DATASET EXTRACT:
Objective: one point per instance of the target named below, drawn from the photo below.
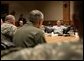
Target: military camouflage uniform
(7, 31)
(64, 51)
(28, 36)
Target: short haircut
(9, 17)
(35, 15)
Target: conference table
(56, 39)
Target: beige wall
(53, 10)
(71, 9)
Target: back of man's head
(35, 15)
(10, 19)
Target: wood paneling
(66, 12)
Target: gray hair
(35, 15)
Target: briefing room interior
(41, 30)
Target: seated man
(58, 28)
(8, 28)
(30, 34)
(65, 51)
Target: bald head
(10, 19)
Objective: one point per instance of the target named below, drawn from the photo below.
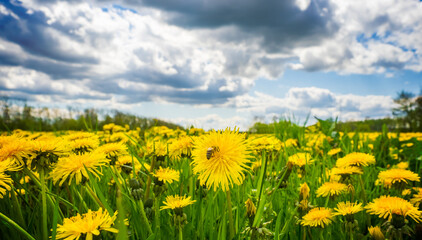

INSTRUCTIONS FOR THE TASK:
Rewrite all of the lines above, requests included, and shift every point coordinate by adding 93 to each number. Leave out the pictures.

OUTPUT OF THE EXERCISE:
Objective: one point per instance of the target named below, drawn from the photo below.
Target: military camouflage uniform
(100, 124)
(157, 144)
(121, 129)
Target: short haircut
(102, 110)
(128, 108)
Target: conference table
(149, 132)
Target: beige wall
(146, 103)
(164, 102)
Target: back of man's head
(128, 108)
(103, 112)
Target: wood paneling
(159, 105)
Target: gray hair
(128, 108)
Target: briefing room interior
(134, 123)
Target: seated man
(151, 121)
(101, 121)
(123, 127)
(158, 144)
Target: bald head
(103, 112)
Objective: one point per instance of the target named below, drawn from the photo below.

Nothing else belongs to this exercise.